» Action item: Ignoring every picture, transcribe the data in full as it stands.

Segment Start: Supplied material

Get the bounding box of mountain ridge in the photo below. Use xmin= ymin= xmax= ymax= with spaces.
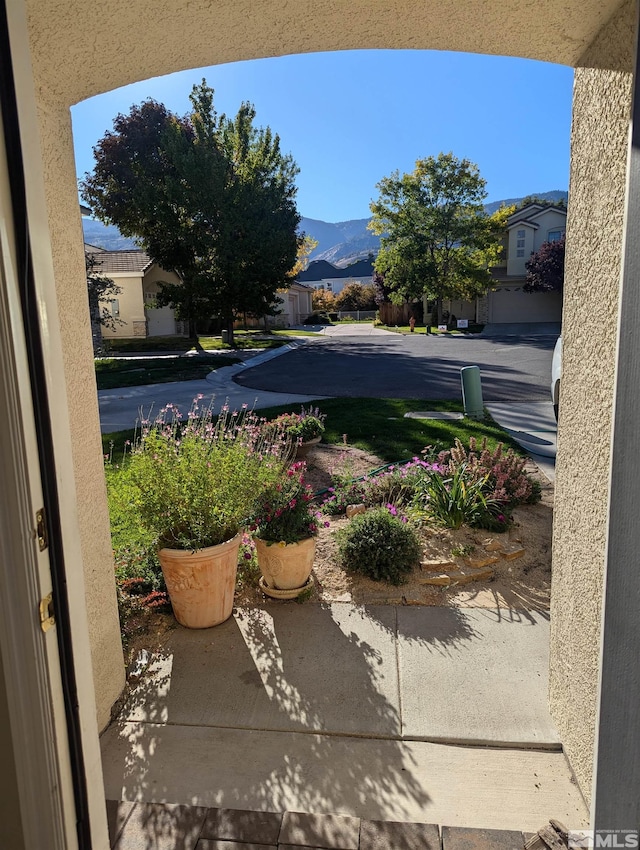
xmin=82 ymin=189 xmax=568 ymax=266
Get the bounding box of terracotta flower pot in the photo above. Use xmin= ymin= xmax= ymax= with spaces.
xmin=254 ymin=536 xmax=316 ymax=595
xmin=158 ymin=534 xmax=241 ymax=628
xmin=295 ymin=435 xmax=321 ymax=458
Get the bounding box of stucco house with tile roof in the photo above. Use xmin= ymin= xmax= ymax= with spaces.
xmin=482 ymin=203 xmax=566 ymax=325
xmin=85 ymin=245 xmax=186 ymax=339
xmin=425 ymin=203 xmax=567 ymax=326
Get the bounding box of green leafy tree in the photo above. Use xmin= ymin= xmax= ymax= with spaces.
xmin=81 ymin=81 xmax=301 ymax=345
xmin=312 ymin=289 xmax=336 ymax=313
xmin=369 ymin=152 xmax=502 ymax=323
xmin=335 ymin=282 xmax=377 ymax=311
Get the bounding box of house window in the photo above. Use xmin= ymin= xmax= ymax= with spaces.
xmin=517 ymin=229 xmax=525 ymax=238
xmin=517 ymin=238 xmax=525 ymax=248
xmin=516 ymin=249 xmax=525 ymax=257
xmin=548 ymin=229 xmax=564 ymax=242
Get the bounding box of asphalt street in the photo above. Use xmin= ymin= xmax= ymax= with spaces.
xmin=233 ymin=332 xmax=556 ymax=401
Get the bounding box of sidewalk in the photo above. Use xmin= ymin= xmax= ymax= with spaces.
xmin=101 ymin=603 xmax=587 ymax=836
xmin=98 ymin=340 xmax=327 ymax=433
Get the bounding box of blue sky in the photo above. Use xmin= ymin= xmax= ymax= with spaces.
xmin=71 ymin=50 xmax=573 ymax=223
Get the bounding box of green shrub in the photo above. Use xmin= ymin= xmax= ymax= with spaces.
xmin=124 ymin=400 xmax=291 ymax=549
xmin=335 ymin=507 xmax=422 ymax=584
xmin=303 ymin=311 xmax=332 ymax=325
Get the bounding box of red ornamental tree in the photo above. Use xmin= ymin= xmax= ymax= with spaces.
xmin=524 ymin=235 xmax=565 ymax=294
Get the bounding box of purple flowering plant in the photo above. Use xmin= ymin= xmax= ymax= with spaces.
xmin=126 ymin=396 xmax=293 ymax=550
xmin=252 ymin=461 xmax=324 ymax=545
xmin=268 ymin=406 xmax=326 ymax=444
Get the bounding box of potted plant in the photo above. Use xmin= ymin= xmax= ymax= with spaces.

Segment End: Supplied material

» Reply to the task:
Get the bounding box of mountain ridge in the photo below. Use xmin= ymin= xmax= ymax= with spaces.
xmin=82 ymin=189 xmax=568 ymax=266
Get the bounding box of terracotta flower pot in the photo above. Use xmin= ymin= xmax= ymax= with spaces.
xmin=254 ymin=536 xmax=316 ymax=595
xmin=158 ymin=534 xmax=241 ymax=628
xmin=295 ymin=435 xmax=321 ymax=458
Get the bounding box of stucco house with tile roof in the photo above. Use xmin= ymin= xmax= ymax= with spaces.
xmin=482 ymin=203 xmax=566 ymax=325
xmin=85 ymin=245 xmax=186 ymax=339
xmin=425 ymin=203 xmax=567 ymax=326
Get the bounding box of green leafy tree in the photo above. Use xmin= ymin= xmax= ymax= with spaces.
xmin=81 ymin=81 xmax=301 ymax=345
xmin=312 ymin=289 xmax=336 ymax=313
xmin=369 ymin=152 xmax=502 ymax=323
xmin=335 ymin=282 xmax=377 ymax=311
Get the bounding box of house window in the photo above. Use xmin= ymin= xmax= ymax= with spaces.
xmin=517 ymin=229 xmax=525 ymax=238
xmin=517 ymin=238 xmax=525 ymax=248
xmin=516 ymin=249 xmax=525 ymax=257
xmin=548 ymin=229 xmax=564 ymax=242
Get the bounding box of asphalt street in the photo above. Use xmin= ymin= xmax= ymax= with spaces.
xmin=233 ymin=332 xmax=556 ymax=401
Get the bounding box of sidewalk in the photo above. Use xmin= ymin= xmax= ymax= with spaces.
xmin=101 ymin=603 xmax=587 ymax=836
xmin=98 ymin=340 xmax=327 ymax=433
Get the bounding box of blue sky in the photo above. Use xmin= ymin= xmax= ymax= with spaces.
xmin=71 ymin=50 xmax=573 ymax=223
Get the bounding box of green shrub in the photo above. Use xmin= ymin= xmax= ymax= with spaces.
xmin=124 ymin=400 xmax=291 ymax=549
xmin=335 ymin=507 xmax=422 ymax=584
xmin=303 ymin=311 xmax=332 ymax=325
Get the bounding box of red ornamental tree in the photo above. Use xmin= ymin= xmax= ymax= with spaces.
xmin=524 ymin=235 xmax=565 ymax=294
Get the bounding box of purple flowering plant in the photo above. Use xmin= ymin= xmax= ymax= with spaces.
xmin=126 ymin=396 xmax=293 ymax=550
xmin=252 ymin=461 xmax=324 ymax=545
xmin=268 ymin=406 xmax=326 ymax=444
Get the bounding box of potted plant in the photo above. Use xmin= ymin= xmax= ymax= with spaces.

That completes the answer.